# [Extract]
Neal: Well, Muddy Waters, Jimmy Reed, Howlin’ Wolf, Little Walter, Son House. Man, they was all the folks I come up listening to and then I had a chance to play with Muddy Waters and had a chance to know John Lee Hooker and all of these guys that my dad used to talk about. I end up being close friends with them. I just did a documentary called “American Blues Man” on growing up in Louisiana and my life’s story. So you know, it’s like that. So I’m happy to share that but I just grew up with a lot of the folks and all of my great guys are gone. So I’m just trying to carry that legacy.
BBP: You have a TV show and I’m wondering how that’s going?
Neal: It’s going well. We’re on the west coast and also webcast if your listeners go over to you can find me like the Neal’s Place TV show and I’m still on five nights a week out on the west coast and I do it every time I come off the road, I try to shoot another segment.
BPP: Who will we likely see on the TV in the near future?
Neal: I know most everybody in the blues field so when they come through California I invite them out.

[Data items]
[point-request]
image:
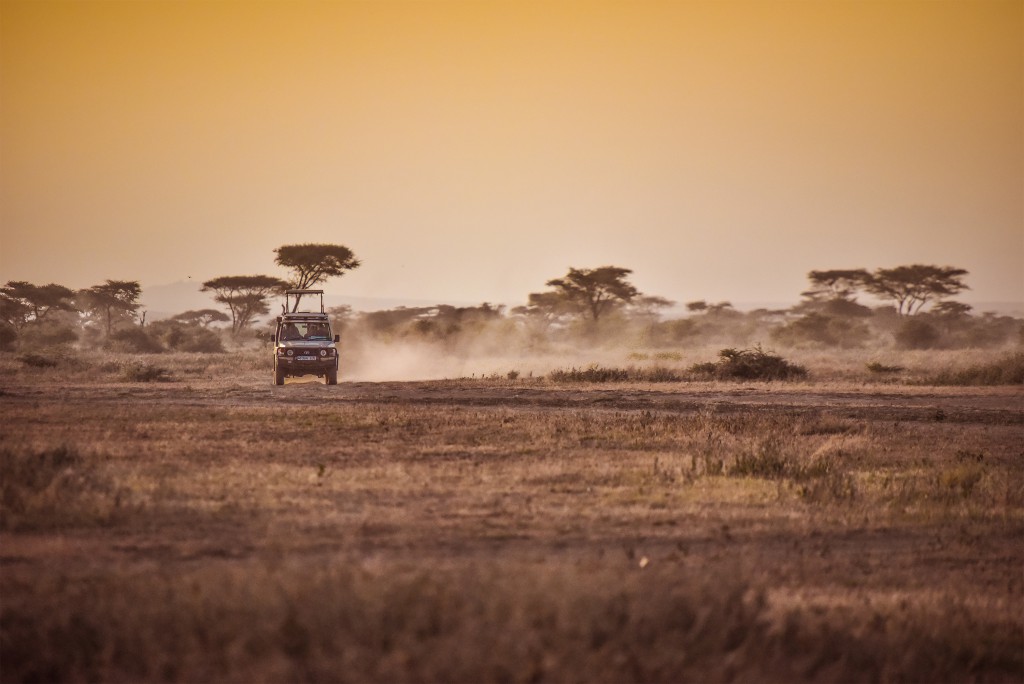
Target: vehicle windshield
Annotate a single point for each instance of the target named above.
(305, 331)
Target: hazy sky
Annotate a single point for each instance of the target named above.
(472, 151)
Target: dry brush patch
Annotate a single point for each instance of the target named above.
(393, 539)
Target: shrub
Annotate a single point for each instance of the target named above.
(750, 365)
(54, 487)
(916, 334)
(876, 367)
(8, 337)
(595, 373)
(38, 360)
(1006, 371)
(138, 372)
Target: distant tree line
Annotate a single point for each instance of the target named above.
(594, 306)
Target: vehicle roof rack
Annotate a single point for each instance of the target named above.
(296, 295)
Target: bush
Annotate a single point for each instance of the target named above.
(876, 367)
(750, 365)
(38, 360)
(54, 487)
(916, 334)
(133, 340)
(595, 373)
(8, 337)
(138, 372)
(1006, 371)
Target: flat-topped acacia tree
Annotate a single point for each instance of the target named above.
(313, 263)
(593, 292)
(245, 296)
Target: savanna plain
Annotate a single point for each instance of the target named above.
(193, 522)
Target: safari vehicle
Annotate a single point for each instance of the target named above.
(303, 343)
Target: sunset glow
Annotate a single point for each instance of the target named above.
(471, 151)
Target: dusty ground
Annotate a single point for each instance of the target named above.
(802, 531)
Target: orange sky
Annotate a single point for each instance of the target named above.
(471, 151)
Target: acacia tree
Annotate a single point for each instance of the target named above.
(112, 300)
(245, 296)
(202, 317)
(23, 302)
(836, 284)
(912, 287)
(313, 263)
(594, 292)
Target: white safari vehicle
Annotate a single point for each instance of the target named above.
(303, 343)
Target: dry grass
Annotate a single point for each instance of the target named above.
(509, 529)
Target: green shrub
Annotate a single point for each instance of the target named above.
(750, 365)
(38, 360)
(876, 367)
(139, 372)
(595, 373)
(918, 334)
(54, 487)
(8, 337)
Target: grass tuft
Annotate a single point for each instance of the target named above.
(141, 372)
(753, 364)
(1006, 371)
(53, 487)
(598, 374)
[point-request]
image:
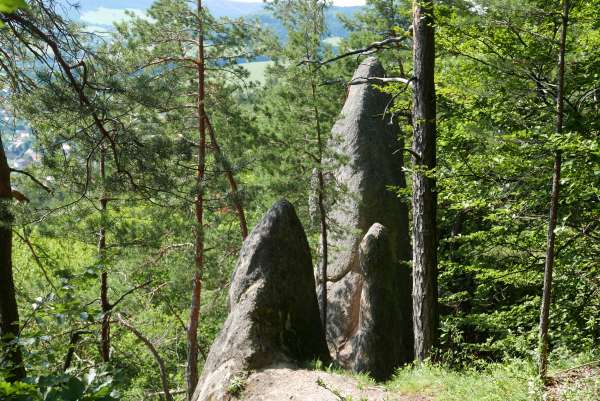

# [Exercise goal]
Reproduce word for word the portion of the blues interview between "BPP: Who will" and "invite them out.", inclusive.

# [The reply]
BPP: Who will we likely see on the TV in the near future?
Neal: I know most everybody in the blues field so when they come through California I invite them out.